_What to work on_. Extend the news article below about the Cooperative Baptist Fellowship electing Hal Bass, picking up after its final sentence.

======== Passage for review

NWAnews.com :: Northwest Arkansas Arkansas Democrat-Gazette

Baptist group elects Arkansan as leader

Posted on Saturday, June 21, 2008

URL: http://www.nwanews.com/adg/News/229234/

The Cooperative Baptist Fellowship, a national group of moderate Baptists, elected an Arkansan as its next leader Friday.

Hal Bass, a political science professor and dean of the school of social sciences at Ouachita Baptist University in Arkadelphia, is now the moderator-elect of the 703, 000-member fellowship. Bass was the sole nominee for the post.

About 2, 000 Baptists are meeting in Memphis for the group’s annual general assembly.

“I want to effectively convey the energy and the enthusiasm I see in the Cooperative Baptist Fellowship not only at the national level but also in the states and congregations,” Bass said. “I want to let the story be told of all the exciting things that are going on — the missions and ministry projects.”

In his new role, he will serve as a sort of moderator-in-training for a year before automatically becoming the next moderator in July 2009 when the group has its general assembly in Houston.

The moderator serves a oneyear term as the public face of the fellowship and presides over its annual assembly and the Coordinating Council that governs the group. The position is unpaid. Jack Glasgow, the current moderator, is a North Carolina pastor. The Atlanta-based Cooperative Baptist Fellowship was established 17 years ago by Baptists unhappy with what they saw as the fundamentalist takeover of the Southern Baptist Convention.

Unlike the Southern Baptist Convention, the group approves of women in ministry and leadership positions. But according to its Web site at www. thefellowship. info, the group still holds many traditional Baptist beliefs such as the authority of the Bible, the priesthood of the believer and the autonomy of the individual church.

The national group has no agencies of its own but partners with a number of ministry organizations and supports about 150 global missions.

The fellowship is still far smaller than the Southern Baptist Convention, the country’s largest Protestant denomination. The fellowship has about 1, 900 affiliated congregations, while the Southern Baptist Convention has nearly 44, 700 churches.

About 20 congregations in Arkansas are affiliated with the fellowship. Many of the fellowship’s Arkansas congregations also remain affiliated in some way with the Southern Baptist Convention.

================
======== Material supplied

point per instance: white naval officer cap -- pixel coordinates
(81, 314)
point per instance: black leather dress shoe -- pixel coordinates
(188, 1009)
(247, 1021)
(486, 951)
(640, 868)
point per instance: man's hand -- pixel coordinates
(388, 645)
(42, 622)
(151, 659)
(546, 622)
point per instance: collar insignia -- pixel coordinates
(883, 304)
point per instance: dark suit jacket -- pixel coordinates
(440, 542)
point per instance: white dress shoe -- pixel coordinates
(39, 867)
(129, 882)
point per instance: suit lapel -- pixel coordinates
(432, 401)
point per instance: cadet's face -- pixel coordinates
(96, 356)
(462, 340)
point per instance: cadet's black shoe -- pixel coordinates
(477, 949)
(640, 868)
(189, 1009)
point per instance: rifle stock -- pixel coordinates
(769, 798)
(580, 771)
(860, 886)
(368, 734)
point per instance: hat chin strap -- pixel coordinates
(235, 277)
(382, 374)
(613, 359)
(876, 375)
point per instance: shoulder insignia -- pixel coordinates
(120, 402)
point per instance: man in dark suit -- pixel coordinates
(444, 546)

================

_Result of this exercise_.
Dr. John Wikman, the Arkansas liaison to the fellowship’s Coordinating Council, served on the nominating committee that chose Bass.

“His experience and his education will make him a good moderator,” said Wikman, a retired medical missionary in Fort Smith. “He will be able to give us a lot of vision and guidance.... Being in political science, he knows how to see both sides of things and can help us reach a consensus.”

Bass, 59, has been involved with the fellowship since its start. He has served on both of the group’s national and Arkansas Coordinating Councils. He is a member of First Baptist Church of Arkadelphia. His home congregation, while not directly affiliated with the fellowship, allows its members to earmark offerings for the group.

The Rev. Randy Hyde, pastor of Pulaski Heights Baptist Church in Little Rock, said Bass will bring a great deal of insight on church-state relations to his new role. Bass has written articles on the role of religion in public life.

“Baptists historically have stood for separation of church and state and religious liberty,” Hyde said. “It’s just been in the last 30 years that those lines have been blurred terribly, and some Baptists have been associated with one political party. Our view is that God is not affiliated with a political party, so we focus on religious liberty.”

Bass said part of what drew him to the fellowship is its affirmation of the separation of church and state.

“I think we have a very useful and indeed I would say a very necessary role to play in the life of Baptists in the South and the life of Christians in the South,” Bass said. “From my perspective, [it’s ] maintaining traditional Baptist identities in areas such as religious liberty and the like.”